Stored data

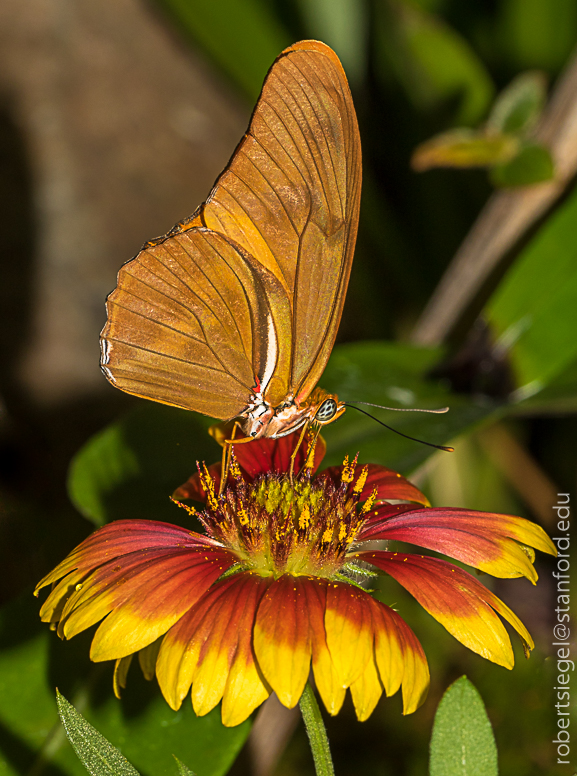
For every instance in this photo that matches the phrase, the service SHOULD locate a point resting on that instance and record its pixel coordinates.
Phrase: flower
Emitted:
(274, 584)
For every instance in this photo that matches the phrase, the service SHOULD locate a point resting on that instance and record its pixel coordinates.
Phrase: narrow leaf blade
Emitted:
(462, 743)
(97, 754)
(183, 770)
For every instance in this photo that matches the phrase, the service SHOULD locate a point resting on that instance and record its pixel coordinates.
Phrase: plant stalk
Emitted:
(316, 732)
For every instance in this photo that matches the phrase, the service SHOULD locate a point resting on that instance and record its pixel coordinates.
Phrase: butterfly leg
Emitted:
(295, 451)
(225, 461)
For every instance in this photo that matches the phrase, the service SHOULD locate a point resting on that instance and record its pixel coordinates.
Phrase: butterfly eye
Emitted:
(326, 411)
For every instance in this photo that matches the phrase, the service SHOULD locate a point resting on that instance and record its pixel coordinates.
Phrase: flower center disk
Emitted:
(276, 526)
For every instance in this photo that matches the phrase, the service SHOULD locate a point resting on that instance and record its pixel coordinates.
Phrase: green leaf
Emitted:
(559, 396)
(97, 754)
(131, 467)
(244, 38)
(519, 105)
(432, 61)
(533, 310)
(463, 148)
(533, 164)
(33, 660)
(394, 374)
(182, 769)
(341, 24)
(462, 743)
(537, 33)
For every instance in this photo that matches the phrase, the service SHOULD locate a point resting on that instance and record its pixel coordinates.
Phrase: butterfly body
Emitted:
(233, 313)
(259, 419)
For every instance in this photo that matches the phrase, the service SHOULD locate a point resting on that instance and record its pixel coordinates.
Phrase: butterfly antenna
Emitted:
(440, 411)
(400, 433)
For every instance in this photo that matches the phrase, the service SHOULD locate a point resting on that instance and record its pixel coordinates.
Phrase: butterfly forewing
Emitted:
(291, 195)
(247, 294)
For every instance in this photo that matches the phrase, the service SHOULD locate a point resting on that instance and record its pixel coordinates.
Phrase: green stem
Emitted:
(316, 732)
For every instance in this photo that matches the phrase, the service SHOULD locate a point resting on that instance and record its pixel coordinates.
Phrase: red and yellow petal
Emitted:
(143, 594)
(210, 650)
(282, 638)
(349, 630)
(366, 691)
(496, 544)
(330, 688)
(262, 456)
(400, 658)
(121, 538)
(456, 600)
(391, 485)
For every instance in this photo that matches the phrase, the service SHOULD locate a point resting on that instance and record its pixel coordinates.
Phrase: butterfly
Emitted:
(234, 312)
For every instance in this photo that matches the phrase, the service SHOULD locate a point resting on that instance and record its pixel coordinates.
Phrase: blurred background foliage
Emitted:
(508, 369)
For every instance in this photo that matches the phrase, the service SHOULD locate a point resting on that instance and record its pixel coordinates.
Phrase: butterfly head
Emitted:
(328, 410)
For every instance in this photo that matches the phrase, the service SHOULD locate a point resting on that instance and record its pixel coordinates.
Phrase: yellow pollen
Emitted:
(208, 485)
(368, 505)
(310, 459)
(242, 513)
(190, 510)
(348, 472)
(234, 468)
(360, 483)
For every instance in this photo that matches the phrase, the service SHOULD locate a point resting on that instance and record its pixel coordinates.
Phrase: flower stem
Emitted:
(316, 732)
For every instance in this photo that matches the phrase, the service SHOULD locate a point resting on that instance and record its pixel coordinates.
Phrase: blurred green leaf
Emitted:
(463, 148)
(341, 24)
(462, 743)
(130, 468)
(519, 105)
(432, 61)
(559, 396)
(97, 754)
(533, 164)
(244, 38)
(533, 310)
(182, 769)
(394, 374)
(142, 725)
(537, 33)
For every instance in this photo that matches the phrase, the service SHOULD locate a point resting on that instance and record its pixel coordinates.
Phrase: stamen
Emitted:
(191, 510)
(305, 517)
(208, 485)
(234, 468)
(310, 459)
(327, 536)
(360, 483)
(348, 471)
(369, 503)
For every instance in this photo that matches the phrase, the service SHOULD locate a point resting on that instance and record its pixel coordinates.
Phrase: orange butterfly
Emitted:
(235, 311)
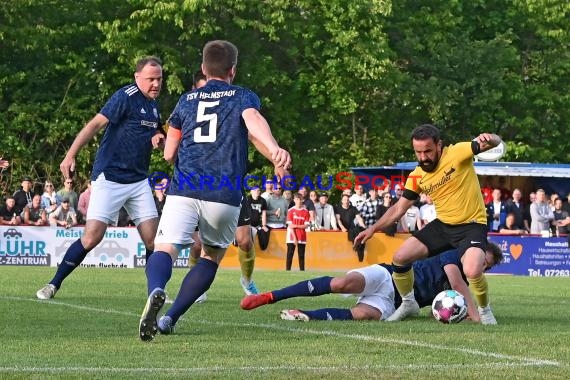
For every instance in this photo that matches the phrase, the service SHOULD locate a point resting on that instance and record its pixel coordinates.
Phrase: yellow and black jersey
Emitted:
(453, 187)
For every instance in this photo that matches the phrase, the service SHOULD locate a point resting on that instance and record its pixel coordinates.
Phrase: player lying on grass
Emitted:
(375, 290)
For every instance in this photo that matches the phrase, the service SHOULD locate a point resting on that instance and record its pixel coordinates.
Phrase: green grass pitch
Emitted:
(90, 331)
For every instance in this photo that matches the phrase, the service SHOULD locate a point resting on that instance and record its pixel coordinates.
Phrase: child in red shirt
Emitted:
(297, 222)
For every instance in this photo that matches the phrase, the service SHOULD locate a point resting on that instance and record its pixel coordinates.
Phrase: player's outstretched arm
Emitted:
(487, 141)
(457, 283)
(262, 138)
(90, 129)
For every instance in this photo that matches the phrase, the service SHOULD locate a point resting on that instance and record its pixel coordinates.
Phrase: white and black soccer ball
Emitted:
(449, 306)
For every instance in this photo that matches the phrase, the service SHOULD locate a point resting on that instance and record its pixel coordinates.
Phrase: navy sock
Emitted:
(196, 282)
(158, 270)
(73, 257)
(309, 288)
(329, 314)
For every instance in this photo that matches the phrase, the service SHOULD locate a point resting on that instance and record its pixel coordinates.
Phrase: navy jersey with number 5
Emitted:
(212, 155)
(124, 153)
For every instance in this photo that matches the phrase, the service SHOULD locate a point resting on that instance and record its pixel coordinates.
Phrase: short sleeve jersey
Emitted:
(212, 155)
(124, 153)
(430, 277)
(453, 186)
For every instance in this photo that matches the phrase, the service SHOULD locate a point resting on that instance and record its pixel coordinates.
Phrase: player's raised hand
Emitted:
(280, 172)
(67, 167)
(281, 158)
(158, 141)
(362, 237)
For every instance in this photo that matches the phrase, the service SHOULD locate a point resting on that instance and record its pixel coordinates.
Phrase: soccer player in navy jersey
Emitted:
(208, 137)
(120, 171)
(374, 288)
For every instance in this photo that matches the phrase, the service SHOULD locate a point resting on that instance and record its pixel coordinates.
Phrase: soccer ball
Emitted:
(449, 307)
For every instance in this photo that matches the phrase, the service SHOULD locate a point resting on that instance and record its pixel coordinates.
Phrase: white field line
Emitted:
(258, 369)
(511, 360)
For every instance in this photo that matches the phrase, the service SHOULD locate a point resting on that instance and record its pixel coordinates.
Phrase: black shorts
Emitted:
(439, 237)
(244, 213)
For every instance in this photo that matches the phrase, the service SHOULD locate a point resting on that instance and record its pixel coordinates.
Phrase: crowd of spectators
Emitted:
(39, 204)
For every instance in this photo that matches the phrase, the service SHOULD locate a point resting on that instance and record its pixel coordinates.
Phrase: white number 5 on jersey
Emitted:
(212, 118)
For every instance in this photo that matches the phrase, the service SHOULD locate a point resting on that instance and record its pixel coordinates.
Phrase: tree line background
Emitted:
(342, 83)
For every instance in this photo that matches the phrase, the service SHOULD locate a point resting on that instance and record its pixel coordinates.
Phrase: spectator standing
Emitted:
(83, 204)
(268, 190)
(69, 193)
(277, 207)
(496, 211)
(298, 220)
(505, 192)
(566, 205)
(64, 216)
(510, 227)
(368, 210)
(410, 221)
(50, 199)
(398, 191)
(358, 198)
(540, 213)
(24, 195)
(309, 205)
(288, 195)
(314, 197)
(8, 213)
(527, 218)
(349, 220)
(258, 220)
(35, 214)
(561, 218)
(487, 190)
(324, 214)
(381, 210)
(517, 208)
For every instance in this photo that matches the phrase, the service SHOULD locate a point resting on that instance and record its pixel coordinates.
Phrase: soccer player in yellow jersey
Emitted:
(448, 176)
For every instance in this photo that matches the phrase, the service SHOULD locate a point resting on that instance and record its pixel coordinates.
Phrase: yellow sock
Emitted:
(404, 282)
(192, 261)
(480, 290)
(246, 261)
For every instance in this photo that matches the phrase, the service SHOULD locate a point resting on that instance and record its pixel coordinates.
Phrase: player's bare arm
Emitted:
(457, 283)
(90, 129)
(158, 140)
(393, 214)
(260, 135)
(172, 143)
(487, 141)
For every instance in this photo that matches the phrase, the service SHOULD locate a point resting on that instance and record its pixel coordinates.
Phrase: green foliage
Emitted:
(342, 83)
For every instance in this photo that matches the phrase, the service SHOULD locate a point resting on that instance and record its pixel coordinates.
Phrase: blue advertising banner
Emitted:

--- Task directions ---
List every line of the material above that contains the string "number", treating uppercase and lowercase as distinct.

--- Written solution ---
Phrase: navy jersey with number 5
Phrase: white number 5 on jersey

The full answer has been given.